[Exercise details] Report each line below that contains the string "farm", copying the whole line.
------ Data lines
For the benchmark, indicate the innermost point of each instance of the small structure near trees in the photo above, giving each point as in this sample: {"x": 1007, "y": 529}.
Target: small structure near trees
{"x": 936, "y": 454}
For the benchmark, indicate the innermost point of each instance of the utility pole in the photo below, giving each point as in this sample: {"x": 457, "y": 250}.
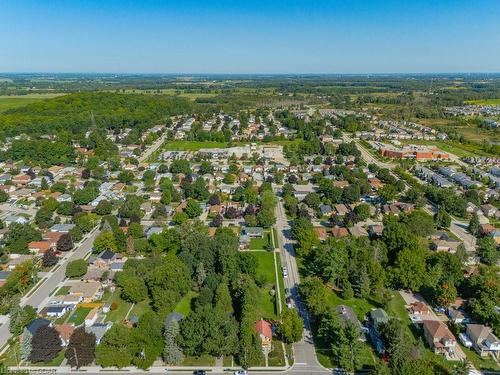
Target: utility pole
{"x": 76, "y": 357}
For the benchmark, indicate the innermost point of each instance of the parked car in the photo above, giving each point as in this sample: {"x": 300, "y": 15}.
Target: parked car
{"x": 465, "y": 340}
{"x": 285, "y": 272}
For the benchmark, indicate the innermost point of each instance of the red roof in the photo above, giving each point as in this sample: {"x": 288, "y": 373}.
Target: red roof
{"x": 264, "y": 328}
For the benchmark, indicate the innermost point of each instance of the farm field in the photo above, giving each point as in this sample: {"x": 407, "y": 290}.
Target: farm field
{"x": 485, "y": 102}
{"x": 15, "y": 101}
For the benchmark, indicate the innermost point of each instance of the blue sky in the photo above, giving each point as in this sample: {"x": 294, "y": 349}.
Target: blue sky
{"x": 252, "y": 36}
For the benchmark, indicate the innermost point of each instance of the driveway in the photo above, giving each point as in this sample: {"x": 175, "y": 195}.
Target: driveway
{"x": 409, "y": 298}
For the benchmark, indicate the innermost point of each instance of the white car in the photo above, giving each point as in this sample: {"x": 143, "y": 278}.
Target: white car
{"x": 285, "y": 272}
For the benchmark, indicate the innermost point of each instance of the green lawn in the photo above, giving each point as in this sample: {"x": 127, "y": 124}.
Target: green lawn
{"x": 15, "y": 101}
{"x": 484, "y": 102}
{"x": 55, "y": 362}
{"x": 140, "y": 308}
{"x": 120, "y": 313}
{"x": 361, "y": 307}
{"x": 366, "y": 357}
{"x": 184, "y": 305}
{"x": 63, "y": 291}
{"x": 266, "y": 272}
{"x": 78, "y": 317}
{"x": 191, "y": 145}
{"x": 276, "y": 356}
{"x": 481, "y": 363}
{"x": 203, "y": 360}
{"x": 260, "y": 243}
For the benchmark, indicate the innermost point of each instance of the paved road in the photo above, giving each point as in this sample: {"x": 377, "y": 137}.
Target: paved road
{"x": 305, "y": 360}
{"x": 164, "y": 370}
{"x": 41, "y": 296}
{"x": 457, "y": 227}
{"x": 151, "y": 149}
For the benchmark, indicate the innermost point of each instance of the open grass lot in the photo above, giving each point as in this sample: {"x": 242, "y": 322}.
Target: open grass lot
{"x": 191, "y": 145}
{"x": 361, "y": 307}
{"x": 367, "y": 357}
{"x": 455, "y": 148}
{"x": 395, "y": 308}
{"x": 15, "y": 101}
{"x": 481, "y": 363}
{"x": 195, "y": 145}
{"x": 203, "y": 360}
{"x": 121, "y": 311}
{"x": 266, "y": 272}
{"x": 55, "y": 362}
{"x": 184, "y": 305}
{"x": 78, "y": 317}
{"x": 484, "y": 102}
{"x": 277, "y": 355}
{"x": 260, "y": 243}
{"x": 63, "y": 291}
{"x": 12, "y": 355}
{"x": 140, "y": 308}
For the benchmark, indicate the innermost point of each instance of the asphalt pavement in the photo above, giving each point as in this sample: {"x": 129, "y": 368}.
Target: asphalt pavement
{"x": 41, "y": 295}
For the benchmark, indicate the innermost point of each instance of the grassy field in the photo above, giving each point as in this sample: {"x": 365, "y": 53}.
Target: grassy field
{"x": 15, "y": 101}
{"x": 191, "y": 145}
{"x": 361, "y": 307}
{"x": 195, "y": 145}
{"x": 120, "y": 313}
{"x": 184, "y": 305}
{"x": 260, "y": 243}
{"x": 277, "y": 355}
{"x": 485, "y": 364}
{"x": 79, "y": 315}
{"x": 140, "y": 308}
{"x": 484, "y": 102}
{"x": 63, "y": 290}
{"x": 203, "y": 360}
{"x": 266, "y": 271}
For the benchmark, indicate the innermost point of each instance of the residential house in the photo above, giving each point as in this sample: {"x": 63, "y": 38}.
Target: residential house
{"x": 62, "y": 228}
{"x": 57, "y": 311}
{"x": 488, "y": 210}
{"x": 346, "y": 313}
{"x": 91, "y": 317}
{"x": 21, "y": 179}
{"x": 450, "y": 246}
{"x": 439, "y": 337}
{"x": 455, "y": 315}
{"x": 483, "y": 340}
{"x": 495, "y": 234}
{"x": 265, "y": 331}
{"x": 321, "y": 233}
{"x": 65, "y": 331}
{"x": 36, "y": 324}
{"x": 358, "y": 231}
{"x": 104, "y": 259}
{"x": 15, "y": 219}
{"x": 99, "y": 329}
{"x": 4, "y": 275}
{"x": 341, "y": 209}
{"x": 254, "y": 232}
{"x": 376, "y": 319}
{"x": 40, "y": 247}
{"x": 418, "y": 308}
{"x": 90, "y": 291}
{"x": 325, "y": 209}
{"x": 338, "y": 232}
{"x": 375, "y": 230}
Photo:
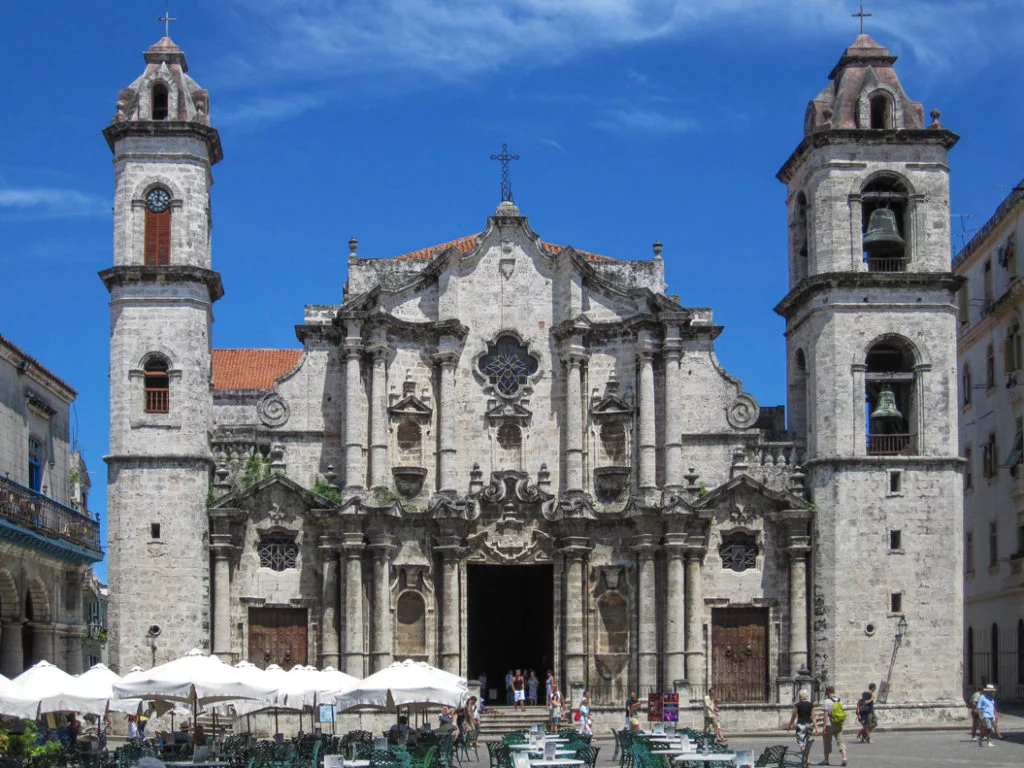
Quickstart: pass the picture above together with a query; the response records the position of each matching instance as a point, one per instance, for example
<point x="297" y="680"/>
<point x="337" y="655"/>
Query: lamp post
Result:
<point x="900" y="630"/>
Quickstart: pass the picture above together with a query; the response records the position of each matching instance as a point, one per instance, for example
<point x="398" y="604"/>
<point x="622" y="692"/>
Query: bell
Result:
<point x="882" y="236"/>
<point x="886" y="410"/>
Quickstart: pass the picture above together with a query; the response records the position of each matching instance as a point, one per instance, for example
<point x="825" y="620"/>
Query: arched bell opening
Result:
<point x="891" y="410"/>
<point x="885" y="211"/>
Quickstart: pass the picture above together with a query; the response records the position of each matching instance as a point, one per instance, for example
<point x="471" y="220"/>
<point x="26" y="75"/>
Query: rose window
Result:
<point x="508" y="366"/>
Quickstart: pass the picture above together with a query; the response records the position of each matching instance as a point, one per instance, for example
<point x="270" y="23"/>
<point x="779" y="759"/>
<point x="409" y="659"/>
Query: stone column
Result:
<point x="383" y="548"/>
<point x="695" y="669"/>
<point x="675" y="611"/>
<point x="573" y="424"/>
<point x="646" y="433"/>
<point x="355" y="415"/>
<point x="645" y="548"/>
<point x="328" y="549"/>
<point x="672" y="353"/>
<point x="798" y="552"/>
<point x="574" y="551"/>
<point x="378" y="418"/>
<point x="220" y="544"/>
<point x="351" y="546"/>
<point x="445" y="422"/>
<point x="451" y="550"/>
<point x="11" y="658"/>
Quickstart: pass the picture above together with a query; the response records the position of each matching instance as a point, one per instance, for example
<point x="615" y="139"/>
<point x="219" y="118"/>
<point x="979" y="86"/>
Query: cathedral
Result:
<point x="501" y="430"/>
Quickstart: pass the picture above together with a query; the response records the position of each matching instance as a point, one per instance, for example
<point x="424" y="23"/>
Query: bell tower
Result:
<point x="871" y="366"/>
<point x="162" y="293"/>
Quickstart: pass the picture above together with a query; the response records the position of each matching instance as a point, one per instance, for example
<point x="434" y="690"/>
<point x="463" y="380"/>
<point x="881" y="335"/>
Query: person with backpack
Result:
<point x="835" y="718"/>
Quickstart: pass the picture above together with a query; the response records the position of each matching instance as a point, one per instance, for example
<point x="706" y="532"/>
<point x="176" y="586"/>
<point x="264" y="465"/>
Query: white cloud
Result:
<point x="645" y="121"/>
<point x="458" y="39"/>
<point x="50" y="203"/>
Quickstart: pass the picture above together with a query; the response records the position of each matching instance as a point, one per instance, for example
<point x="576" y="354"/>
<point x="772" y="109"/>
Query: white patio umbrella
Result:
<point x="14" y="702"/>
<point x="197" y="679"/>
<point x="55" y="690"/>
<point x="406" y="683"/>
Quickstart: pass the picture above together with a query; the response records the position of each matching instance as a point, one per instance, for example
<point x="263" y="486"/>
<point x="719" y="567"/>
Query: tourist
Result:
<point x="585" y="720"/>
<point x="972" y="705"/>
<point x="803" y="717"/>
<point x="557" y="707"/>
<point x="712" y="723"/>
<point x="865" y="715"/>
<point x="835" y="719"/>
<point x="519" y="690"/>
<point x="633" y="712"/>
<point x="986" y="711"/>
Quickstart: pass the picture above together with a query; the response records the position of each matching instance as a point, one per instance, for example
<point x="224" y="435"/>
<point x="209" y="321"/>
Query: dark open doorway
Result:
<point x="511" y="623"/>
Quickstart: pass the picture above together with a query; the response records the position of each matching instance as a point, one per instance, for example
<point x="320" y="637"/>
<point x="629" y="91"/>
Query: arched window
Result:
<point x="159" y="104"/>
<point x="891" y="415"/>
<point x="35" y="464"/>
<point x="410" y="438"/>
<point x="881" y="107"/>
<point x="411" y="637"/>
<point x="884" y="211"/>
<point x="157" y="243"/>
<point x="157" y="386"/>
<point x="993" y="678"/>
<point x="613" y="634"/>
<point x="970" y="655"/>
<point x="800" y="238"/>
<point x="510" y="445"/>
<point x="613" y="443"/>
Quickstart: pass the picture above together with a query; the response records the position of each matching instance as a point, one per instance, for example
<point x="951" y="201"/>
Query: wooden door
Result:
<point x="278" y="636"/>
<point x="739" y="654"/>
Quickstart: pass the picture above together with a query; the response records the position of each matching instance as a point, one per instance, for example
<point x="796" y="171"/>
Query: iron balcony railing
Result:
<point x="892" y="444"/>
<point x="43" y="515"/>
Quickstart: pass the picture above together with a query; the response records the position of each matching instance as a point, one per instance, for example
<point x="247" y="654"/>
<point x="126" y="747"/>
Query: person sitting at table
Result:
<point x="398" y="733"/>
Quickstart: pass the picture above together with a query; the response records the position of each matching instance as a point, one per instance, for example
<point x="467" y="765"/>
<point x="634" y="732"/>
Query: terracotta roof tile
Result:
<point x="251" y="369"/>
<point x="469" y="242"/>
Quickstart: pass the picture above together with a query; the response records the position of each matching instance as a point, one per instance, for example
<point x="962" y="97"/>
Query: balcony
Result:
<point x="48" y="520"/>
<point x="892" y="444"/>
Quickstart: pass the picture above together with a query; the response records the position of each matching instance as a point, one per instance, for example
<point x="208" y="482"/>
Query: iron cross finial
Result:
<point x="861" y="15"/>
<point x="167" y="18"/>
<point x="505" y="159"/>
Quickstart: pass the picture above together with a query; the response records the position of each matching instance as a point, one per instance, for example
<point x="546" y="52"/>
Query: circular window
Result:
<point x="158" y="200"/>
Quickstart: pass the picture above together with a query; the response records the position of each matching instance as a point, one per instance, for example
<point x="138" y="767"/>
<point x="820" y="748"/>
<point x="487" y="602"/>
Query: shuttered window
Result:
<point x="158" y="238"/>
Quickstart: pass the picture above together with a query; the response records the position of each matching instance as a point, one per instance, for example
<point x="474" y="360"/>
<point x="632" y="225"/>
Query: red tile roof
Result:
<point x="251" y="369"/>
<point x="468" y="243"/>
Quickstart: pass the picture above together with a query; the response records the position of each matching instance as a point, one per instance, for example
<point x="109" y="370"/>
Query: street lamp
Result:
<point x="900" y="630"/>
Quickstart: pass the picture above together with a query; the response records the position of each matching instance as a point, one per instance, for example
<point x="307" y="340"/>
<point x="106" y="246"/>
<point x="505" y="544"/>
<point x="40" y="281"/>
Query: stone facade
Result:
<point x="500" y="404"/>
<point x="48" y="540"/>
<point x="991" y="408"/>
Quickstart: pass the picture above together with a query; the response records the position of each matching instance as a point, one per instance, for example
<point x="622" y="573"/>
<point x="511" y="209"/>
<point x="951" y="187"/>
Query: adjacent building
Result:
<point x="991" y="408"/>
<point x="48" y="540"/>
<point x="503" y="452"/>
------------
[Answer below]
For the benchmark, indicate the innermost point of each instance of the farm field in the photo above, giving each point as in this sample: {"x": 407, "y": 290}.
Target: farm field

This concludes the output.